DIRECTIONS FOR THIS TASK:
Restate the data below word for word, and let no image into your version.

Data entries:
________________________

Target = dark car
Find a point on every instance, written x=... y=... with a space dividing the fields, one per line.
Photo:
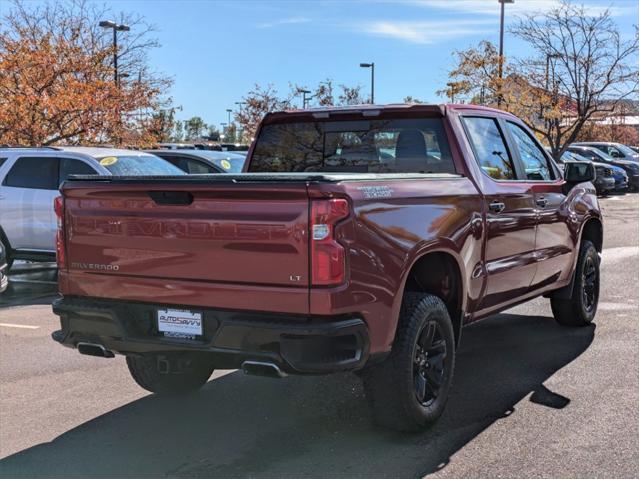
x=330 y=255
x=203 y=161
x=616 y=150
x=594 y=154
x=605 y=172
x=4 y=281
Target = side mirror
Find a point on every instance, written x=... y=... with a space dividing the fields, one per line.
x=579 y=172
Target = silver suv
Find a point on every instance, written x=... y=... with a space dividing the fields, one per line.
x=29 y=182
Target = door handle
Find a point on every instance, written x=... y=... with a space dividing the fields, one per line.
x=496 y=207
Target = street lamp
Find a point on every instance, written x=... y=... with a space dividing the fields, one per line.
x=501 y=46
x=304 y=93
x=116 y=28
x=550 y=56
x=372 y=67
x=240 y=104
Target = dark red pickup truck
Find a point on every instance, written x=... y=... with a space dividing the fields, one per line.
x=358 y=238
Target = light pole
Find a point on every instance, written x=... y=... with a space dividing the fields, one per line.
x=372 y=67
x=304 y=93
x=501 y=47
x=240 y=104
x=116 y=28
x=550 y=56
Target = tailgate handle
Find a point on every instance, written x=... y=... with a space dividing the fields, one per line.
x=175 y=198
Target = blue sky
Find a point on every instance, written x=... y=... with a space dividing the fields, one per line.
x=217 y=50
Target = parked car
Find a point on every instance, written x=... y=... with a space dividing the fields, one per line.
x=4 y=280
x=29 y=181
x=608 y=178
x=594 y=154
x=616 y=150
x=203 y=161
x=327 y=255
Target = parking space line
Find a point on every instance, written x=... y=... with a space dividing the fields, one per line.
x=21 y=326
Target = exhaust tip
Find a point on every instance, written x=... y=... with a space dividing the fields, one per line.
x=93 y=349
x=259 y=368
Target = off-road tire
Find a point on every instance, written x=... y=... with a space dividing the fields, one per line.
x=391 y=385
x=148 y=371
x=576 y=311
x=7 y=251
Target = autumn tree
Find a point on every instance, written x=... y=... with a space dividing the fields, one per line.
x=580 y=71
x=257 y=103
x=475 y=77
x=411 y=99
x=56 y=77
x=260 y=101
x=194 y=128
x=162 y=125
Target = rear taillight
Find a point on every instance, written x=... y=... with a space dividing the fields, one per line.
x=60 y=250
x=328 y=259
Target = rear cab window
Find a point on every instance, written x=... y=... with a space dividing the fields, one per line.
x=369 y=146
x=138 y=165
x=70 y=166
x=39 y=173
x=489 y=147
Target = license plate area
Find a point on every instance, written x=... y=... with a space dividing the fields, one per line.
x=180 y=323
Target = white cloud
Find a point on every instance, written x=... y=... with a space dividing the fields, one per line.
x=285 y=21
x=491 y=7
x=426 y=32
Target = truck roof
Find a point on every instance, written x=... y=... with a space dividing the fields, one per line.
x=369 y=110
x=95 y=152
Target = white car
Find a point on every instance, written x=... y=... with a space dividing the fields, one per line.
x=29 y=182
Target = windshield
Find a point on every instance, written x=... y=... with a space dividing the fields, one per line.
x=378 y=146
x=625 y=150
x=138 y=165
x=571 y=155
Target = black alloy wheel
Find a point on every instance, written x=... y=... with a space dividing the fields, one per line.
x=428 y=364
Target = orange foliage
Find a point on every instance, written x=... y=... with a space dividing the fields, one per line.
x=56 y=88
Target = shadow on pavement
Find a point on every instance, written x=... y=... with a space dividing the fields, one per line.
x=240 y=426
x=29 y=284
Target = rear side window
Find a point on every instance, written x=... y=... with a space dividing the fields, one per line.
x=198 y=168
x=378 y=146
x=33 y=173
x=534 y=160
x=70 y=167
x=490 y=147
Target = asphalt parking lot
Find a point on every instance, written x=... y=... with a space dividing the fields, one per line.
x=530 y=399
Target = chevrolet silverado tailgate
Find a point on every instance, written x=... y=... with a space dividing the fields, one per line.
x=251 y=233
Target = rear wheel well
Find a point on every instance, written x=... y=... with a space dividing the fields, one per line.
x=593 y=232
x=438 y=274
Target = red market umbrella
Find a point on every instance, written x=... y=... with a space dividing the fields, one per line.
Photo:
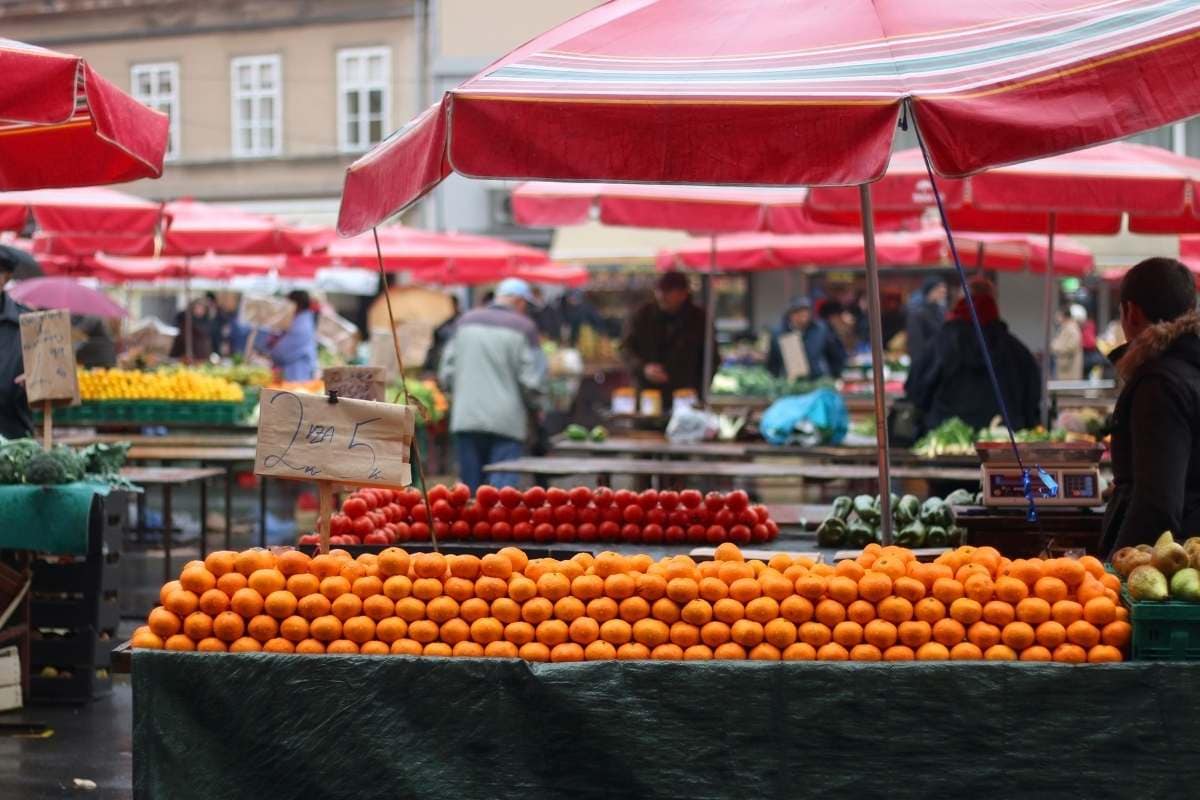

________________________

EXERCISE RESPONSE:
Target = dark car
Find a point on every instance, written x=... y=... with a space dividing the fields, one per line.
Photo:
x=330 y=255
x=203 y=161
x=616 y=150
x=594 y=154
x=605 y=172
x=4 y=281
Target = side mirror
Find a point on every instance, written x=... y=... with a space dividing the fields, one per line.
x=579 y=172
Target = silver suv
Find a point on every instance, written x=... y=... with a space dividing the fields, one per line.
x=29 y=182
Target = door handle
Find a point on every instance, written x=... y=... with a space dividing the fields, one per line.
x=496 y=207
Target = street lamp
Find a point on every instance, written x=... y=... with a space dividing the fields, one per line.
x=501 y=46
x=304 y=93
x=116 y=28
x=550 y=56
x=372 y=67
x=240 y=104
Target = dark red pickup truck
Find a point on every instance, written x=... y=... with a space dividing the fields, one per line.
x=358 y=238
Target = light pole
Find a point on every instance, written x=... y=... with a space dividing the fields, one per line.
x=372 y=67
x=304 y=93
x=501 y=47
x=240 y=104
x=116 y=28
x=550 y=56
Target = tailgate handle
Find a point on every instance, written x=... y=... with a space dividing the fields, one per line.
x=175 y=198
Target = blue sky
Find a point on every instance, written x=... y=... with a space dividing the fields, one per line.
x=217 y=50
Target = parked car
Find a point on every instance, written x=... y=... with a space dividing the fields, one per line.
x=4 y=280
x=29 y=181
x=608 y=178
x=594 y=154
x=616 y=150
x=203 y=161
x=327 y=255
Target = parking space line
Find a point on every instance, written x=... y=... with a space dividing the fields, one per line.
x=21 y=326
Target = exhaust tip
Find a point on every instance, written x=... y=... with a space dividing the fields, one per line.
x=93 y=349
x=259 y=368
Target = off-road tire
Find a point on every instance, written x=... y=... with a space dividing the fields, one per line.
x=391 y=385
x=148 y=371
x=576 y=311
x=7 y=251
Target = autumn tree
Find a point on every instance, written x=... y=... with a space dividing the fields, one per line.
x=580 y=71
x=257 y=103
x=475 y=77
x=411 y=99
x=56 y=77
x=260 y=101
x=194 y=128
x=162 y=125
Target = rear taillight
Find a point on every instance, written x=... y=... with a space dividing the fields, one per line.
x=60 y=250
x=328 y=259
Target = rear cab window
Find a point on every instance, written x=... y=... with a space dividing the fields, one per line.
x=369 y=146
x=138 y=165
x=70 y=166
x=39 y=173
x=489 y=147
Target = license plate area
Find a point on every instance, written x=... y=... with a space dividing the fields, one per line.
x=180 y=323
Target = white cloud
Find a point on every instance, written x=... y=... with a space dividing the fields, one per line.
x=285 y=21
x=491 y=7
x=426 y=32
Target = truck roof
Find a point on every instance, written x=... y=... with a space dividing the fields, one per line.
x=369 y=110
x=95 y=152
Target = white car
Find a point on every instance, written x=... y=... with a space dividing the fields, one per line.
x=29 y=182
Target = windshield
Find a point on every instance, written x=... y=... with a space dividing the fields, one per line.
x=378 y=146
x=625 y=150
x=138 y=165
x=571 y=155
Target = black alloy wheel
Find a point on every instance, written x=... y=... with a space dividing the fields, one per line.
x=428 y=364
Target = orange foliage
Find a point on every instance, written x=... y=... with a space dividing the fields, one per line.
x=56 y=88
Target = shadow on pavement
Find a point on every instance, written x=... y=... with a space dividing the fields, one per line.
x=240 y=426
x=29 y=284
Target = rear side window
Find a point on every instance, written x=... y=... with a space dividing the fields, one per line.
x=198 y=168
x=378 y=146
x=33 y=173
x=534 y=160
x=70 y=167
x=490 y=147
Target = asphalt parking lot
Find a point on every instance, written x=... y=... with a space dividing the fields, one per line.
x=530 y=399
Target = chevrolet silverado tailgate
Find a point on every instance, written x=... y=... with a space dividing the fields, one per line.
x=251 y=233
Target = rear wheel well
Find a point on every instance, written x=... y=... with a space dividing the fields, one per line.
x=593 y=232
x=438 y=274
Target = red market umbrella
Find a point on every instance, written x=... y=... with a space dividing the fields, one per line.
Photo:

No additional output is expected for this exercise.